- **DIRECTIONS FOR THIS TASK**
Restate the passage of the forum thread on long digital exposures between "So... Dave, everything" and "advantages in this area.", inclusive, swapping "digital capture" for "digital imaging".

- **SOURCE**
* * * *
So... Dave, everything you're sharing with me about your experience with long digital exposures has been very very interesting and I'm pleased that this knid of shooting is becoming more and more possible. However, I'm still looking forward to the day when one will be able to make exposures lasting up to several hours with digital capture. I have no doubt that day is near.

David Luttmann
11-Feb-2006, 17:57
Other than astronomical imaging, exposures over 2 hours for any other type of photography are rare. Most of the long water shots that you see by people like David Fokos are much less than an hour long. At this point, digital capture is already up to snuff and as such, film holds no advantages in this area.

Best of luck with your experimentation in this area.

Regards

Paul Coppin
12-Feb-2006, 12:31
Richard, you didn't say whether you had any experience yet in digital, even with a point and shoot. assuming that you have none, my suggestion would be to go get a Canon Digital Rebel and explore in 35mm for a bit. No, its not LF - look at is as microscale LF digital - you can play with the digital files easily, you can compare to your favorite film easily (assuming you have a 35mm camera). Minimize the expense, maximize the learning curve. When you can produce GOOD digital images within the limits of the Rebel, you will have worked out most of the geek issues that will get in your way in LF - that part of it is all a matter of scale, and you don't take such a large $ hit up front while you experiment.

Jerry Fusselman
12-Feb-2006, 13:12
"film holds no advantage in this area"
* * * *
- **GIVEN INFORMATION**

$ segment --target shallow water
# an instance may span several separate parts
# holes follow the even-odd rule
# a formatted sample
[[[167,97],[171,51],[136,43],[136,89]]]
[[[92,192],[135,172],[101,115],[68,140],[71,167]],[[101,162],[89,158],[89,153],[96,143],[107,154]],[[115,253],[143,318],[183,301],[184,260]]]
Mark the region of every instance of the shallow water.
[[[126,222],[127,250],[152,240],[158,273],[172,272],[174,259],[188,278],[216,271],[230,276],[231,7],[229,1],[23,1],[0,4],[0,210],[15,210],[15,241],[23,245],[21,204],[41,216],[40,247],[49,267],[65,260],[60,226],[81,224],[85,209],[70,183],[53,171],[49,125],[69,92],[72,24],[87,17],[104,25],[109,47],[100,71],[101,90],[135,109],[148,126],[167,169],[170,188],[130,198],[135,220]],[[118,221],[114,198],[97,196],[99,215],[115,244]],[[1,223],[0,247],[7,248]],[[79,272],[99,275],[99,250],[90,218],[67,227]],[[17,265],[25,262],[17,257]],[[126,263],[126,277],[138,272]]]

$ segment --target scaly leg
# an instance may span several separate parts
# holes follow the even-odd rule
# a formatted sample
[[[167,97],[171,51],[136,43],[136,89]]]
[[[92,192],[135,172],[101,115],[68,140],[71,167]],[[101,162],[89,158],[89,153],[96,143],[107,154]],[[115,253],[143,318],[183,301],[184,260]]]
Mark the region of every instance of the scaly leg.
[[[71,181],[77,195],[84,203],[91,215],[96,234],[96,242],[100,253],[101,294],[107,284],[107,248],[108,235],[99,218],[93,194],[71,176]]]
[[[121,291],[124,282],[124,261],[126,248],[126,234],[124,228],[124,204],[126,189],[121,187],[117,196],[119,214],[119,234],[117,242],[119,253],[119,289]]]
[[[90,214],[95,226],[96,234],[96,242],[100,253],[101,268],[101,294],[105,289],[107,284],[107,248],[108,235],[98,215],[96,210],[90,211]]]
* * * *
- **ANSWER TO THIS PROBLEM**
So... Dave, everything you're sharing with me about your experience with long digital exposures has been very very interesting and I'm pleased that this knid of shooting is becoming more and more possible. However, I'm still looking forward to the day when one will be able to make exposures lasting up to several hours with digital imaging. I have no doubt that day is near.

David Luttmann
11-Feb-2006, 17:57
Other than astronomical imaging, exposures over 2 hours for any other type of photography are rare. Most of the long water shots that you see by people like David Fokos are much less than an hour long. At this point, digital imaging is already up to snuff and as such, film holds no advantages in this area.